• **ARTICLE**
★ ★ ★ ★

There's a history to this, a history of approaching computer science as a realm of very smart people, of a type of smart that I was not, nor had any hope to be. I took an algorithms class a few years back, when I was first starting to get into programming and it largely confirmed a lot of suspicions I had held about my capacity for 'CS'. The class was an online one, taught by Tim Roughgarden. I did ok, but I certainly didn't excel at it. I learned enough to sound notionally knowledgeable about big O notation, and to fully internalize a complex about 'algorithms' as a subject matter that I would never master. Since then, I've had a tendency to shy away from anything related to 'real CS'.

Mental Shift

Something has changed though, just in the last few weeks. I find myself able to follow the basic mathematics that are used to describe and evaluate algorithms: set notation makes sense to me. I'm working my way through an algorithm's book with my sister - exercises in it that even a few weeks ago might have been a struggle to really understand are now decipherable.

Further, I've found that I can read highly technical papers and piece together the systems that they're describing. I churned through Tanenbaum's Distributed Systems book in a week. The Bitcoin BIPS, which as early as April of this year were a struggle, are now intelligible. I can read a single book on C, and directly and frictionlessly apply that knowledge to a complex C codebase.

★ ★ ★ ★

• **JOB**
Reproduce the computer science learning passage above word for word, in full.

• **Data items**

★ ★ ★ ★

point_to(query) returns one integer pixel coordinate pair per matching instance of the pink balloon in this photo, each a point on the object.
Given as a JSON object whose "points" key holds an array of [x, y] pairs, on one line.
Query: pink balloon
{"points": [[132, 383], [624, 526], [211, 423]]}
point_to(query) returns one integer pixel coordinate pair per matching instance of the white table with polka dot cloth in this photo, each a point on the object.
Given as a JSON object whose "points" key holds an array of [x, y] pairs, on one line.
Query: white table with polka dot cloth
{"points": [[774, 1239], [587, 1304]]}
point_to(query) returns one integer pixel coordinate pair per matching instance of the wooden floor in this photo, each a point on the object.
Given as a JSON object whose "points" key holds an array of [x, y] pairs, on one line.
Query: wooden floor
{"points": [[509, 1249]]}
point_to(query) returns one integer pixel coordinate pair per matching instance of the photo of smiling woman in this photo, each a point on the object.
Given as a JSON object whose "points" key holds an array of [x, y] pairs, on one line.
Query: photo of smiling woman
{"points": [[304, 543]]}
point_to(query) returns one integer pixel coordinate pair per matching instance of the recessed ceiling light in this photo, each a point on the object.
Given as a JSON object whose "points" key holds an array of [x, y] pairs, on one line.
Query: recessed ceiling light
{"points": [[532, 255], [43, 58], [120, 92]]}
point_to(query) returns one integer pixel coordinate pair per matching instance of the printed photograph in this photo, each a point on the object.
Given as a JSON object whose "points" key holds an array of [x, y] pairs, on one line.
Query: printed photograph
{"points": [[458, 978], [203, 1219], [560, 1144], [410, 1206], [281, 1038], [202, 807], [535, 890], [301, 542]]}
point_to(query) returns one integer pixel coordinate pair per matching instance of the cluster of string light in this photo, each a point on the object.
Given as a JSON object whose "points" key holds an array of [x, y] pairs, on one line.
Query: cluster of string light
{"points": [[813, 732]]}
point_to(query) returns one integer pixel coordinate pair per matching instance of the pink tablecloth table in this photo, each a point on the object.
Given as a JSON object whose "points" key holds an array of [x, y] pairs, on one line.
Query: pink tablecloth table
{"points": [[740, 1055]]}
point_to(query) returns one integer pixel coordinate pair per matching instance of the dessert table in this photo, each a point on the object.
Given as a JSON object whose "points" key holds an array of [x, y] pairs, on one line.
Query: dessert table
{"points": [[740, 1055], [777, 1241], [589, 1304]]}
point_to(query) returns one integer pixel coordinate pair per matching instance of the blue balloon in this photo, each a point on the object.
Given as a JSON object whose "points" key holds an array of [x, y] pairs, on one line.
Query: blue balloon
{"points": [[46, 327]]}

★ ★ ★ ★

• **SOLUTION BELOW**
There's a history to this, a history of approaching computer science as a realm of very smart people, of a type of smart that I was not, nor had any hope to be. I took an algorithms class a few years back, when I was first starting to get into programming and it largely confirmed a lot of suspicions I had held about my capacity for 'CS'. The class was an online one, taught by Tim Roughgarden. I did ok, but I certainly didn't excel at it. I learned enough to sound notionally knowledgeable about big O notation, and to fully internalize a complex about 'algorithms' as a subject matter that I would never master. Since then, I've had a tendency to shy away from anything related to 'real CS'.

Mental Shift

Something has changed though, just in the last few weeks. I find myself able to follow the basic mathematics that are used to describe and evaluate algorithms: set notation makes sense to me. I'm working my way through an algorithm's book with my sister - exercises in it that even a few weeks ago might have been a struggle to really understand are now decipherable.

Further, I've found that I can read highly technical papers and piece together the systems that they're describing. I churned through Tanenbaum's Distributed Systems book in a week. The Bitcoin BIPS, which as early as April of this year were a struggle, are now intelligible. I can read a single book on C, and directly and frictionlessly apply that knowledge to a complex C codebase.